§ **EXERCISE GOAL**: Arrange every line of the entries below as a numbered list, skipping any blank lines. Leave the pictures out of your answer.

Annotation data based on points

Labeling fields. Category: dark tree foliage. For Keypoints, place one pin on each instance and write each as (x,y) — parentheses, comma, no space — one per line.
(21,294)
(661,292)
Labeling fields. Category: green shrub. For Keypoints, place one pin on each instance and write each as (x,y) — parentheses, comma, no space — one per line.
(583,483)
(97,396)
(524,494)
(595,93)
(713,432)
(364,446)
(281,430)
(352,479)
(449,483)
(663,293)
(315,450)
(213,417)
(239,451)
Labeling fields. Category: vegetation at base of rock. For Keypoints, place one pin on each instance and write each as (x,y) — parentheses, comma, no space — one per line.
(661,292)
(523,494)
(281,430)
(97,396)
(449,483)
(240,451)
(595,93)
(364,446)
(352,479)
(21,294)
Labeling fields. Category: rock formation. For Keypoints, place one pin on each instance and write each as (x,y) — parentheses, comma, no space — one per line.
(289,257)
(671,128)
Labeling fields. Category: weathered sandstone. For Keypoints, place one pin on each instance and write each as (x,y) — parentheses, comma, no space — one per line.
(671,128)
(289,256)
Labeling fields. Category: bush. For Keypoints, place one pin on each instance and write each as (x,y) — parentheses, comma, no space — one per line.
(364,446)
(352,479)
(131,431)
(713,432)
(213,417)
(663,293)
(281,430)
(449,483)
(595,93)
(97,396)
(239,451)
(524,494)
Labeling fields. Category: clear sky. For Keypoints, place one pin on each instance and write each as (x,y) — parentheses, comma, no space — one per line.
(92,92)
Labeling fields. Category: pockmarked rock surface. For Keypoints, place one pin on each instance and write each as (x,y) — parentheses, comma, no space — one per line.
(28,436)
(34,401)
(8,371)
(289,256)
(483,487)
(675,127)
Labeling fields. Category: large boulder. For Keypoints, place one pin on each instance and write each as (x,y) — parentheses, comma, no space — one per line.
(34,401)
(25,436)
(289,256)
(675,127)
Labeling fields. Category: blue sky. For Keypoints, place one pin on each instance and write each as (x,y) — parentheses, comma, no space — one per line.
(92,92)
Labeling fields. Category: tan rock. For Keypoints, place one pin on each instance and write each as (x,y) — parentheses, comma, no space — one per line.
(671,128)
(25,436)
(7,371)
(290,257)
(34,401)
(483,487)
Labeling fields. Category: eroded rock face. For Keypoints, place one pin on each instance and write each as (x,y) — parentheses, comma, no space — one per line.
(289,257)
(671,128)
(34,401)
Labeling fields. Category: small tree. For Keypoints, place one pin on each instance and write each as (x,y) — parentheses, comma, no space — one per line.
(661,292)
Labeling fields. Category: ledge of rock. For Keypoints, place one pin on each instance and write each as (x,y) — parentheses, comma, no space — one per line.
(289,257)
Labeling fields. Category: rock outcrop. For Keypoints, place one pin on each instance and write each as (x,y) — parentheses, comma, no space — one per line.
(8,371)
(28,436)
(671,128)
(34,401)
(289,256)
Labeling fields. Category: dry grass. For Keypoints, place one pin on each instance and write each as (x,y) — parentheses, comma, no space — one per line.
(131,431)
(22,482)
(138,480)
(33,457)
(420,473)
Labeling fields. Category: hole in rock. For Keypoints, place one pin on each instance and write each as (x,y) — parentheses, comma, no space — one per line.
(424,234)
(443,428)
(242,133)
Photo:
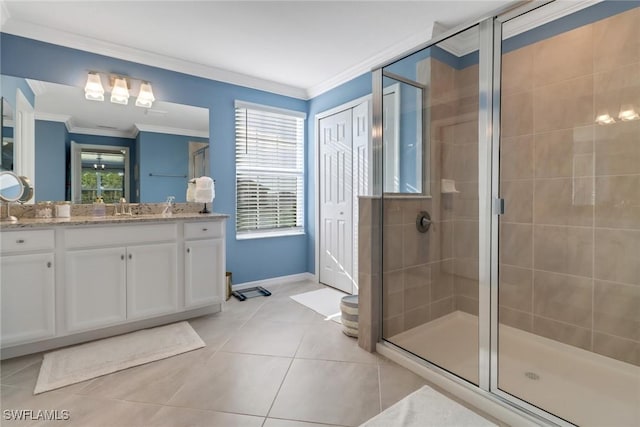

§ **REPLY TO THE EXERCISE**:
1. Labeling fields. Category: dark tree foliage. For Keypoints, place one pin on each instance and write each as (x,y) — parentheses, comma, no space — one per line.
2. (21,294)
3. (661,292)
4. Labeling fields. Category: green shrub. For Keypoints, place one pin on each instance and write each as (x,y) — parentheses, comma, no space — one per line.
5. (583,483)
6. (97,396)
7. (524,494)
8. (595,93)
9. (713,432)
10. (364,446)
11. (281,430)
12. (352,479)
13. (449,483)
14. (663,293)
15. (315,450)
16. (213,417)
17. (239,451)
18. Labeling fields. Category: vegetation at base of rock. For Keypoints, place one pin on each instance and write each as (x,y) — parentheses, comma, no space — one per line.
19. (661,292)
20. (523,494)
21. (281,430)
22. (97,396)
23. (449,483)
24. (240,451)
25. (595,93)
26. (364,446)
27. (352,479)
28. (21,294)
29. Labeling fields. Category: rock formation. For Keypoints, place one pin on each instance and write each as (x,y) — parentheses, comma, no space — one per line.
30. (289,257)
31. (671,128)
32. Labeling fields. Category: weathered sandstone. For Keypoints, place one pin on each instance and write each as (x,y) — parentheses, comma, no space — one per line.
33. (671,128)
34. (289,256)
35. Labeling fields. Category: bush. For Keypoints, place one pin on each instance and write each as (x,y) — parentheses, comma, no space — one per line.
36. (364,446)
37. (352,479)
38. (131,431)
39. (713,432)
40. (213,417)
41. (663,293)
42. (281,430)
43. (449,483)
44. (595,93)
45. (97,396)
46. (239,451)
47. (524,494)
48. Labeling fields. Category: clear sky. For Keypoints, place one pin on each instance and write each as (x,y) — parentheses, comma, no space — one per line.
49. (92,92)
50. Labeling fields. Category: pockmarked rock surface. For Keypoints, place one pin on each instance and write each as (x,y) — parentheses, comma, no space — one per line.
51. (28,436)
52. (34,401)
53. (8,371)
54. (289,256)
55. (483,487)
56. (675,127)
57. Labeling fields. Category: large boulder. For Keypoints, place one pin on each instance and write each as (x,y) — parentheses, comma, no space — one per line.
58. (34,401)
59. (25,436)
60. (289,256)
61. (675,127)
62. Labeling fields. Category: blue sky. For Keypoints, place one pin on each instance and write each as (x,y) — parentheses, comma, no space — one per line.
63. (92,92)
64. Labeling fields. Category: tan rock. For Keypoints, place one pin on each instance and write each as (x,y) — parentheses, comma, no space — one per line.
65. (671,128)
66. (25,436)
67. (7,371)
68. (290,257)
69. (34,401)
70. (483,487)
71. Labeling fields. Category: eroded rock face. For Keypoints, place one pin on each instance and write each as (x,y) — parentheses, comma, no space — one per line.
72. (289,257)
73. (671,128)
74. (34,401)
75. Labeling fields. Category: small tree. For Keypoints, place one pin on each instance and write each as (x,y) — parentheses, comma, no space — one per line.
76. (661,292)
77. Labeling fields. Category: ledge of rock. For Keypoints, place one pin on each instance and write each as (x,y) — parentheses, comma, no space — one per line.
78. (289,257)
79. Labeling fields. Category: rock outcrop. For Keypoints, place one pin on each instance and write each as (x,y) — parentheses, comma, no space — one per line.
80. (8,371)
81. (28,436)
82. (671,128)
83. (34,401)
84. (289,256)
85. Labeling fields. Category: dry grass. For Keypoints, place one pin on each instance and write each as (x,y) — parentheses, comma, no space — one per line.
86. (131,431)
87. (22,482)
88. (138,480)
89. (33,457)
90. (420,473)
91. Labeling fields. Category: hole in rock. For Keypoints, place one pin on each instance and write each as (x,y) — parentheses, comma, no space — one per line.
92. (424,234)
93. (443,428)
94. (242,133)
95. Photo:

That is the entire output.